§ Ejercicio A
Contesta estas preguntas con los datos del texto sobre el gobierno de Bolsonaro:
(i) ¿Quién dirige el proyecto económico neocolonial?
(ii) ¿Qué número tiene el Proyecto de Ley de Liberalización Cambial?
(iii) ¿De la influencia de qué dos países se busca aislar a Sudamérica?
§ Ejercicio B
Enumera todo lo que, según el texto sobre el gobierno de Bolsonaro, impone la lumpenburguesía.
§ Ejercicio C
Prolonga el texto sobre el gobierno de Bolsonaro con un párrafo que empiece después de su última oración.

El gobierno del presidente Jair Bolsonaro se articula a este contexto, buscando ejercer un subimperialismo vasallo de los Estados Unidos. Representa el protagonismo político de una lumpenburguesia que con el apoyo mayoritario de la burguesía interna, temerosa de la organización de las clases trabajadoras impone la recesión estructural, altos niveles de desempleo, la aceleración de la desindustrialización y la transición a una nueva etapa de dependencia. El proyecto económico neocolonial, dirigido por el Ministro de Economía Paulo Guedes, es internacionalizar el sistema financiero brasileño, destruir los bancos públicos y dolarizar a Brasil, atándolo a la dominación estadounidense, de modo que arrastre a Sudamérica, aislándola de la influencia china y rusa o del resurgimiento de las políticas de integración soberana. Para eso se apoya en las políticas combinadas de reducción de las tasas de interés de la deuda pública, estrangulamiento de la financiación pública al sector productivo y recortes en el gasto público primario, que impulsan la fuga de capitales, la fuerte devaluación del real y la preferencia por la liquidez en dólares, así como en la aprobación futura del Proyecto de Ley de Liberalización Cambial (5387/19).

§ Material presentado
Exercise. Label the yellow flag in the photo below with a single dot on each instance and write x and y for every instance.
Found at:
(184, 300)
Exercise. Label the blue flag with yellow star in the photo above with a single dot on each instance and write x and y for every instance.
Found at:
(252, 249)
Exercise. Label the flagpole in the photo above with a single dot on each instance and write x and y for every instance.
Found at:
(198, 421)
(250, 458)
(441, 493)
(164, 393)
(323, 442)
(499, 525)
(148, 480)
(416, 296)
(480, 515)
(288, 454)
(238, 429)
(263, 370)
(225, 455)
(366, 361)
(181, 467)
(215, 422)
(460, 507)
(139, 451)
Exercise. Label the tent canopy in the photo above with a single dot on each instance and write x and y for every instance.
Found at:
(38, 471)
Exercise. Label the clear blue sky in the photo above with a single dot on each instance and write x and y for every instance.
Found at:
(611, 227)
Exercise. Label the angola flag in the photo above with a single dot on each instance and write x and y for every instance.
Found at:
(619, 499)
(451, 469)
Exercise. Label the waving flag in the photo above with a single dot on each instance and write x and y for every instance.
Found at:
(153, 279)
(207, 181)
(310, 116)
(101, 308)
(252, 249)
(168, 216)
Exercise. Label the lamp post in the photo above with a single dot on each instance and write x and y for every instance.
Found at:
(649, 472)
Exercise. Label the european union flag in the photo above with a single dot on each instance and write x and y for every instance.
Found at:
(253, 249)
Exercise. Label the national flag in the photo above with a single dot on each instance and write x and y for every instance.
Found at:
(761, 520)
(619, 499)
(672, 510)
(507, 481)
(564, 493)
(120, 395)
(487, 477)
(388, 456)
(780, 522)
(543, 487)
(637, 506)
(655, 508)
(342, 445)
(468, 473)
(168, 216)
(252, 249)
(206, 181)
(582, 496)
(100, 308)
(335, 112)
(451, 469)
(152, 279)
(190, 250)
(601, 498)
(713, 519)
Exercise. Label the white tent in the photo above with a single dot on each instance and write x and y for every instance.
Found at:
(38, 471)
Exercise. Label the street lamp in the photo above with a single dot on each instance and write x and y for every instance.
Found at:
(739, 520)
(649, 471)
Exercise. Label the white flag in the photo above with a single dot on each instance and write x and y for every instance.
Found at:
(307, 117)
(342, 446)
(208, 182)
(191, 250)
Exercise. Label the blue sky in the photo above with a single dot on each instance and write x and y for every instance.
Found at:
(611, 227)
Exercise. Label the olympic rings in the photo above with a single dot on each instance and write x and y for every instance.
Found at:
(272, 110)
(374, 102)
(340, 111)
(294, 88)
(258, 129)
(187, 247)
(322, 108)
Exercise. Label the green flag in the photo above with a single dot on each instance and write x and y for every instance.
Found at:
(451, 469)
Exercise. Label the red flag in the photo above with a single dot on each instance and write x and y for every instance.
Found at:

§ Respuesta A
(i) El Ministro de Economía Paulo Guedes.
(ii) 5387/19.
(iii) China y Rusia.

§ Respuesta B
- La recesión estructural
- Altos niveles de desempleo
- La aceleración de la desindustrialización
- La transición a una nueva etapa de dependencia

§ Respuesta C
A pesar del alto nivel de reservas, el COVID-19 golpea una economía vulnerable dirigida por grupos que resisten a flexibilizar las políticas de recesión estructural. Los intentos fallidos del presidente Bolsonaro de minimizar los riesgos humanos de la pandemia, evitar restricciones en el movimiento de personas y colocar la actividad económica por encima de la vida humana han erosionado su popularidad, que, sin embargo, sigue sostenida por el 30% de la población. Las políticas anticrisis que representan el 10% del PIB se han orientado a garantizar la rentabilidad y los activos de los sectores financiero y empresarial. Encuentran en PL 10/2020, que permite que el Banco Central intervenga sin límites en el mercado secundario de capital, financiero y de pagos, su principal expresión. Al mismo tiempo, el gobierno permite a los empresarios despedir o «negociar» la suspensión de los contratos de trabajo y recortar salario/jornada de trabajo hasta 70%, ofreciendo como compensación a los trabajadores proporcionalmente el monto del seguro de desempleo, cuyo valor máximo es de aproximadamente $340. A los trabajadores informales se les ofrece $112, alrededor de 57% del salario mínimo.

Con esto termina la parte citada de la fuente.